_Requirement_: Copy every line of the data below exactly as given, except for the pictures.

• • • •

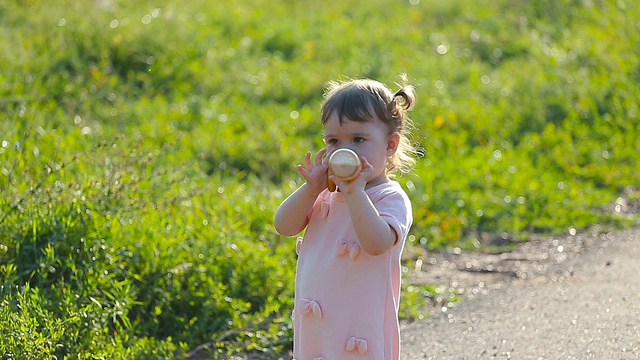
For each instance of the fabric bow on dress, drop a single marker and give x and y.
(355, 344)
(308, 306)
(352, 248)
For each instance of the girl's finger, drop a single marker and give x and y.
(319, 156)
(307, 160)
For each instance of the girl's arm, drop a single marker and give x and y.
(291, 216)
(375, 234)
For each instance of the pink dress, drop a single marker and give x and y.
(346, 301)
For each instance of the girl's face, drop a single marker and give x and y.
(370, 139)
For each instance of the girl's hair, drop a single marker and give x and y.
(361, 99)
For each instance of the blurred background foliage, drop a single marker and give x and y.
(145, 145)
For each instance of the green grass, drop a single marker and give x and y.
(144, 147)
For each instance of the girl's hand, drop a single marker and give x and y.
(316, 174)
(357, 184)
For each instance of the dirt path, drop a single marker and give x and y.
(576, 297)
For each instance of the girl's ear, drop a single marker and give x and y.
(393, 143)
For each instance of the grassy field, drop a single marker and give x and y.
(144, 147)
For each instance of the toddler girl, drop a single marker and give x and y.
(348, 272)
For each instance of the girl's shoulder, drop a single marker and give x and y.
(390, 188)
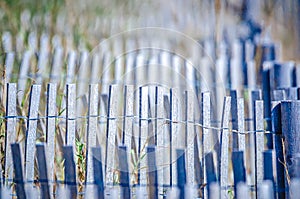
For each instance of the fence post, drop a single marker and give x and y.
(71, 115)
(143, 134)
(42, 166)
(224, 142)
(242, 191)
(265, 190)
(50, 130)
(98, 175)
(70, 171)
(152, 172)
(160, 135)
(268, 167)
(238, 168)
(291, 127)
(277, 130)
(10, 135)
(31, 132)
(190, 133)
(181, 173)
(259, 142)
(18, 179)
(124, 172)
(210, 173)
(23, 74)
(206, 137)
(111, 131)
(92, 129)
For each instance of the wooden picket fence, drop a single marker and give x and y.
(100, 126)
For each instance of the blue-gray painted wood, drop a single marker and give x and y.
(239, 172)
(30, 141)
(92, 129)
(294, 188)
(259, 142)
(124, 172)
(224, 142)
(234, 118)
(279, 95)
(277, 131)
(290, 118)
(98, 175)
(266, 94)
(211, 175)
(43, 175)
(70, 170)
(18, 178)
(265, 190)
(181, 173)
(50, 129)
(152, 172)
(10, 134)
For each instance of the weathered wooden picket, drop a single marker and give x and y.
(149, 125)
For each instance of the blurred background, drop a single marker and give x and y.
(86, 23)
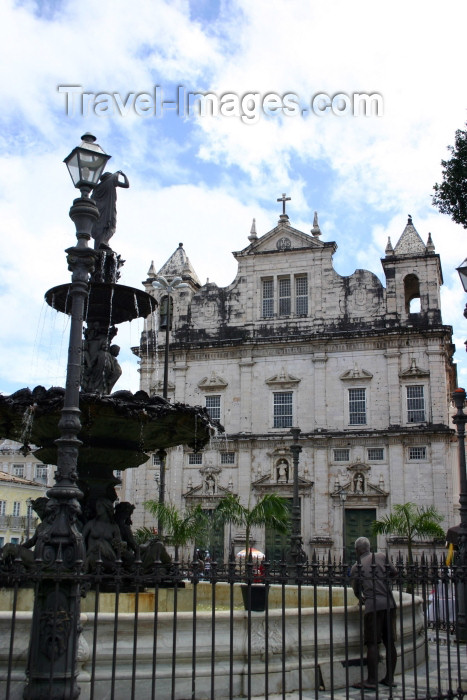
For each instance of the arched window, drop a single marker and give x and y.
(412, 294)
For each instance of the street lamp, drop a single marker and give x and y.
(169, 288)
(60, 542)
(343, 497)
(462, 270)
(86, 163)
(458, 535)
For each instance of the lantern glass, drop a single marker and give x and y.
(86, 163)
(462, 270)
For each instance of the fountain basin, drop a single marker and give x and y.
(325, 654)
(116, 429)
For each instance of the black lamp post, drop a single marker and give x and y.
(169, 288)
(296, 538)
(462, 270)
(55, 626)
(343, 497)
(459, 534)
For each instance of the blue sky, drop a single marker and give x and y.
(201, 179)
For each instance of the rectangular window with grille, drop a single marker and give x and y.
(213, 404)
(417, 453)
(301, 295)
(284, 297)
(268, 298)
(357, 406)
(415, 404)
(283, 409)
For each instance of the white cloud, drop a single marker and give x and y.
(201, 182)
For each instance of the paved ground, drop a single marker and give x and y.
(444, 676)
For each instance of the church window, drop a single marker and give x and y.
(18, 470)
(283, 409)
(301, 295)
(412, 294)
(213, 405)
(415, 404)
(417, 453)
(357, 406)
(268, 298)
(163, 313)
(284, 297)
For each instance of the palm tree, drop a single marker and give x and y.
(179, 530)
(410, 521)
(270, 511)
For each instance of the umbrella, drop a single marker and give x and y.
(255, 553)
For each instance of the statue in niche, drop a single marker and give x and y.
(210, 485)
(358, 483)
(105, 197)
(101, 369)
(282, 471)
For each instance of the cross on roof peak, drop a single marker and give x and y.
(283, 199)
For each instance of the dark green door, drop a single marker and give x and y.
(215, 546)
(277, 545)
(358, 524)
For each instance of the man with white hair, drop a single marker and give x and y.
(370, 579)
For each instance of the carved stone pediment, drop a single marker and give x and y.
(359, 489)
(357, 373)
(282, 237)
(266, 484)
(414, 371)
(283, 380)
(158, 387)
(213, 383)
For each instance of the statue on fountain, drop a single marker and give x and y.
(105, 196)
(103, 539)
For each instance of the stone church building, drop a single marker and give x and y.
(364, 370)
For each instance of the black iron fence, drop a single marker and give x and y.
(240, 629)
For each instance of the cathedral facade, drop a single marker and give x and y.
(363, 369)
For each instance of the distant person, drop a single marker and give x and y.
(370, 582)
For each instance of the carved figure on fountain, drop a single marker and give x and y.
(103, 539)
(105, 197)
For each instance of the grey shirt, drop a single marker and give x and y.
(370, 582)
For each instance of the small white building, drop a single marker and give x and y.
(364, 370)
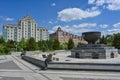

• • • •

_Reply_:
For each instance of the fabric bow on dress, drop a single marker and give x and y.
(355, 344)
(308, 306)
(352, 248)
For each instance of the girl's finger, drop a single marker and give x and y.
(319, 156)
(307, 160)
For each instance of the girl's arm, drop a single marker and give x and y.
(291, 216)
(375, 234)
For each instance of the pink dress, drop a single marker and give x and y.
(346, 301)
For each instance of the girl's face, drop a single marker and give x and y.
(370, 139)
For each instance of the girl's hair, drop a single marker and give x and y.
(361, 99)
For each instance of the blurred background foliage, drop a single marker and give x and y.
(145, 145)
For each instance of the green grass, drop a single marker and give x and y.
(144, 147)
For each instance of the girl's hand, drop a single marker and give x and y.
(316, 174)
(357, 184)
For each instance of the dirt path, drop a single marker and give x and y.
(576, 297)
For each instance of the girl's ear, drop a single marker and give x and y.
(393, 143)
For each instance of the grassy field, drop a single marker and give x and y.
(144, 147)
For each instance of the toddler girl, drop a single marker and give x and y.
(348, 272)
For each instance of the girl's shoulder, drop a single marker and give x and y.
(390, 188)
For each instance of the fence post, drop a single marker and give x and y.
(71, 115)
(143, 134)
(42, 166)
(224, 142)
(242, 191)
(265, 190)
(50, 130)
(98, 175)
(70, 171)
(152, 172)
(160, 135)
(268, 167)
(238, 168)
(291, 127)
(277, 130)
(10, 135)
(31, 132)
(190, 133)
(181, 173)
(259, 142)
(18, 179)
(124, 172)
(210, 173)
(23, 74)
(206, 137)
(111, 131)
(92, 129)
For each instance of the wooden picket fence, drop a single marker and give x and y.
(100, 126)
For each instance of the blue-gray painted wood, drop a single marker and give x and y.
(239, 172)
(30, 141)
(92, 129)
(294, 188)
(259, 142)
(124, 172)
(224, 142)
(234, 118)
(279, 95)
(277, 131)
(290, 118)
(98, 175)
(266, 94)
(211, 175)
(43, 175)
(70, 170)
(18, 178)
(265, 190)
(181, 173)
(50, 129)
(152, 172)
(10, 134)
For each instance of the weathered wooden picket, drop a single marker and give x and y.
(149, 125)
For each instance of the blurred background, drop a single marker and give x and y.
(86, 23)
For each instance of the arched window, drop a single marker and give x and y.
(412, 294)
For each instance of the street lamp, drop a single marker and give x and y.
(169, 288)
(60, 542)
(343, 497)
(462, 270)
(86, 163)
(458, 535)
For each instance of the lantern glass, drop a single marker and give x and y.
(86, 163)
(462, 270)
For each instance of the fountain basin, drop a single marker and give x and y.
(325, 654)
(116, 429)
For each instance of the black lamp post, drop a single marker and give x and y.
(169, 288)
(296, 538)
(462, 270)
(55, 626)
(343, 497)
(459, 534)
For each instance of the blue sky, drop a single marker and give x and y.
(201, 179)
For each instance of the rectangular window with grille, drop a single marker and give x and y.
(213, 404)
(417, 453)
(301, 295)
(284, 297)
(268, 298)
(357, 406)
(415, 404)
(283, 409)
For each instance of the white cloud, drop a single marker and give x and y.
(201, 182)
For each instance of the paved ground, drop a single marker and give x and y.
(444, 676)
For each instance of the church window, drop a single marker and give x and y.
(18, 470)
(283, 409)
(301, 295)
(412, 294)
(213, 405)
(415, 404)
(417, 453)
(357, 406)
(268, 298)
(163, 313)
(284, 297)
For each instance of the palm tree, drop a single marker and give x and y.
(179, 530)
(410, 521)
(270, 511)
For each instance of the umbrella, drop a single marker and give x and y.
(255, 553)
For each instance of the statue in niche, drop a single marker and give x and y.
(210, 485)
(358, 483)
(105, 197)
(101, 369)
(282, 471)
For each instance of the cross on roof peak, drop a single marker and give x and y.
(283, 199)
For each instance of the dark green door, drop a single marker and give x and y.
(215, 546)
(277, 545)
(358, 524)
For each instance of the man with white hair, drop a single marker and give x and y.
(370, 579)
For each instance of the carved stone pediment, drop a single marker and give x and y.
(359, 489)
(357, 373)
(282, 237)
(266, 484)
(414, 371)
(283, 380)
(158, 387)
(213, 383)
For each instance of the statue on fountain, drop a single marker and give x and y.
(105, 196)
(103, 539)
For each instance of the stone church building, drop a single marker and give x and y.
(364, 370)
For each instance of the black iron fence, drop a single marker and give x and y.
(240, 629)
For each instance of the cathedral facade, drop a single marker and give x and y.
(363, 369)
For each instance of the distant person, drop a single marker and give x and y.
(370, 582)
For each instance of the carved figure on fountain, drop a single marker and give x and y.
(103, 539)
(105, 197)
For each instance of the grey shirt, drop a single marker and give x and y.
(370, 582)
For each instance of the small white building, drop a single marker and give x and y.
(364, 370)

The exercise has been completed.